#### Required tasks
A: In the passage on DPLG proteins, which motif has been systematically altered in DPLG proteins?
B: Please give the passage on DPLG proteins again between "At present, we" and "processes (fig. 8).", inclusive, and change "pathways" to "networks".

#### Source document
At present, we can only speculate on the cellular function of the DPLG proteins. EST and microarray data suggest that some DPLGs have specific and distinct expression pattern and are likely to be developmentally regulated (fig. 4). These data remain preliminary and more detailed examination of the expression pattern of the different DPLG transcripts and proteins during development and in different tissues would certainly be enlightening. Nonetheless, these observations, combined with the fact that DPLGs have very little sequence similarity to each other and have not always preserved the same ancestrally conserved protein motifs, indicate that DPLG proteins probably function in distinct pathways and processes (fig. 8).

All TPases that have been biochemically characterized previously possess 2 distinct and separable functional domains: a N-terminal region that is responsible for specific DNA binding to the TIRs of the transposon and a C-terminal region involved in the catalytic activities of breakage, transfer and joining reactions (Craig et al. 2002). Sequence analyses showed that DPLG proteins have acquired mutations at positions known to be critical for catalytic activities of many TPases and other recombinases. In particular the DDE motif has been systematically altered in DPLG proteins and similar alterations are known to abolish or dramatically reduce catalytic activities of such recombinases (Haren et al. 1999; Craig et al. 2002). In contrast, the PIF-derived gene HARBI1 present in vertebrates retains all the characteristic motifs of PIF TPases, comprising the catalytic signature DDE (Kapitonov and Jurka 2004). The predicted secondary structure of the N-terminal region of the ancestral DPLT TPases, including a putative HTH motif, has been apparently preserved (fig. 8). Thus, it is tempting to speculate that DPLG proteins have retained DNA binding capacities and could have been converted, for example, into transcription factors.

#### Supplied records
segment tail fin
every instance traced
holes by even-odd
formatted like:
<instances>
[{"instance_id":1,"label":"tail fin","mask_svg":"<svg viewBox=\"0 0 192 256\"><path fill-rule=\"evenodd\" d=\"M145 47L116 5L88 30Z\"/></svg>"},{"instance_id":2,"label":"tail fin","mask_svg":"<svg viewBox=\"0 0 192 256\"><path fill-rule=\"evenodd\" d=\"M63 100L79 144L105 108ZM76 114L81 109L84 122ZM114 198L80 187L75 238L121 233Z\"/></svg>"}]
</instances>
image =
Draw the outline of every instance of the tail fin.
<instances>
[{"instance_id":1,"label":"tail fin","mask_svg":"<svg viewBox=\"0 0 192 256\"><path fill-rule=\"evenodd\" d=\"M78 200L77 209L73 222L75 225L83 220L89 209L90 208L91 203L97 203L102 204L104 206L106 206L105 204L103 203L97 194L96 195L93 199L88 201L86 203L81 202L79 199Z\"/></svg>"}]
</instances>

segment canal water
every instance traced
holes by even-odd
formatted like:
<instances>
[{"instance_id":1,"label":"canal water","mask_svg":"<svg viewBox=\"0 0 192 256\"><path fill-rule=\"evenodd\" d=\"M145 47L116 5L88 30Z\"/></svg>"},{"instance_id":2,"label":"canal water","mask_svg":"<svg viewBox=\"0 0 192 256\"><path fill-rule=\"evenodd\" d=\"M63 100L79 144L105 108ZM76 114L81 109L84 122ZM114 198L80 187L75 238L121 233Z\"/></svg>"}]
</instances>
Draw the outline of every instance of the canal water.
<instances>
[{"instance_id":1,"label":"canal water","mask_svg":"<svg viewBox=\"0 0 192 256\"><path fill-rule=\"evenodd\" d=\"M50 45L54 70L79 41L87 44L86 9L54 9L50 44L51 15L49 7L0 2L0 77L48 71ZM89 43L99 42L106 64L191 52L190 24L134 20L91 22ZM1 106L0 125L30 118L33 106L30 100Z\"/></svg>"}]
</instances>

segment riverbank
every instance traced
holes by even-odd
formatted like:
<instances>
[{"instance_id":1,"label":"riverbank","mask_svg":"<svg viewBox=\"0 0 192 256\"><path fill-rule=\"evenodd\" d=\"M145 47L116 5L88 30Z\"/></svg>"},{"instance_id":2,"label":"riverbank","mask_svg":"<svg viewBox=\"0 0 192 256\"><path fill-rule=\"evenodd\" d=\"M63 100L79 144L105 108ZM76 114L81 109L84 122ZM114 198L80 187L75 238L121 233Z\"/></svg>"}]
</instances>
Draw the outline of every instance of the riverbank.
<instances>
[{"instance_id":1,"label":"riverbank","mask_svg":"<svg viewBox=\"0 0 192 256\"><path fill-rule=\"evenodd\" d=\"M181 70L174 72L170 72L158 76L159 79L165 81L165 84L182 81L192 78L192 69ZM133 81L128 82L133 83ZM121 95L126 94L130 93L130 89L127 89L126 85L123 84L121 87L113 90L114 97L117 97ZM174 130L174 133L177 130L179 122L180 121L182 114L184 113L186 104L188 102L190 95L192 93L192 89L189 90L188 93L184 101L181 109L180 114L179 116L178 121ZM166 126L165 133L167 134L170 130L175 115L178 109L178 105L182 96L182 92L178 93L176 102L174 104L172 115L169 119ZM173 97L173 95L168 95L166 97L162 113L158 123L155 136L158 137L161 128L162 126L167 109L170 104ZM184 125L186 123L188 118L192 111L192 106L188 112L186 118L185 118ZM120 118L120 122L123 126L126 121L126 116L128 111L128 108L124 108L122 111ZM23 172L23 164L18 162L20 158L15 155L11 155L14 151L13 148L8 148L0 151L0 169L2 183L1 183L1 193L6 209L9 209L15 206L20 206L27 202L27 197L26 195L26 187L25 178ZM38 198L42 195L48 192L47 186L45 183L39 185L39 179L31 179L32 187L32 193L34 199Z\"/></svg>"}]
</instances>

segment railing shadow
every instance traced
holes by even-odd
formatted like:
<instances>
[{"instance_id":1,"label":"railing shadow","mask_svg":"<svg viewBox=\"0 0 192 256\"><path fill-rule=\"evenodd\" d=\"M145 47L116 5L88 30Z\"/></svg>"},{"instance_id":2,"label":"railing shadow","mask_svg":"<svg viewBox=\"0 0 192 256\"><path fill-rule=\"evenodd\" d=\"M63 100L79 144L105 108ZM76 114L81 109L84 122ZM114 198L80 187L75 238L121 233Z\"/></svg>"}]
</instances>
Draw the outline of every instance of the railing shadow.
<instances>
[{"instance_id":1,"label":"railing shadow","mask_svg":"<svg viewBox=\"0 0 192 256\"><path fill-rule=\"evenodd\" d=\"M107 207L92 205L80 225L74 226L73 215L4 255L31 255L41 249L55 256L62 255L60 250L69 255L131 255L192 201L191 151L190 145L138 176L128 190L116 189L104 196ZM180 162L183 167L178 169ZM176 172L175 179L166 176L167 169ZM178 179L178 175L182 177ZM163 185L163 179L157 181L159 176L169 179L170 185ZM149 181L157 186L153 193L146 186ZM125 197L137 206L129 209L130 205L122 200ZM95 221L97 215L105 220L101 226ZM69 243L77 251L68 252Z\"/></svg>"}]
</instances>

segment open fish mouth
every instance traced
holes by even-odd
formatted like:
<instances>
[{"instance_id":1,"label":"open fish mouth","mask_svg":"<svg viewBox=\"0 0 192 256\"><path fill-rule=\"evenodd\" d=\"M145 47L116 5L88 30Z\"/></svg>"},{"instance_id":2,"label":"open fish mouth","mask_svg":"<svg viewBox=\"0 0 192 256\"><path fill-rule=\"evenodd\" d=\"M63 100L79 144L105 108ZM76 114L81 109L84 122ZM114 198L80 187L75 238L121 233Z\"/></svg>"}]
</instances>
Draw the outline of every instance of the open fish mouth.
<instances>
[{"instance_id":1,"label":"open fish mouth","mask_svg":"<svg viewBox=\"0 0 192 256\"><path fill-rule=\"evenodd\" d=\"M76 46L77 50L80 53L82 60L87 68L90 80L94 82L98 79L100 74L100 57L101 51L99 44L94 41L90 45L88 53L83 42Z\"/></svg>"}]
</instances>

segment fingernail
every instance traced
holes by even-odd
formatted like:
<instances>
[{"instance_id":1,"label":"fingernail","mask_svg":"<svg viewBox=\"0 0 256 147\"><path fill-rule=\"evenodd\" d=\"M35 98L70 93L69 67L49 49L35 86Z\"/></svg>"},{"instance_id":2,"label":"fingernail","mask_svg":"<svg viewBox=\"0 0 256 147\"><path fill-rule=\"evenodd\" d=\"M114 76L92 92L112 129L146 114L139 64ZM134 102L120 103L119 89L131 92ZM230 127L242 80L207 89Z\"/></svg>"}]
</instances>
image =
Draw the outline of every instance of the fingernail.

#### Task results
A: The DDE motif.

B:
At present, we can only speculate on the cellular function of the DPLG proteins. EST and microarray data suggest that some DPLGs have specific and distinct expression pattern and are likely to be developmentally regulated (fig. 4). These data remain preliminary and more detailed examination of the expression pattern of the different DPLG transcripts and proteins during development and in different tissues would certainly be enlightening. Nonetheless, these observations, combined with the fact that DPLGs have very little sequence similarity to each other and have not always preserved the same ancestrally conserved protein motifs, indicate that DPLG proteins probably function in distinct networks and processes (fig. 8).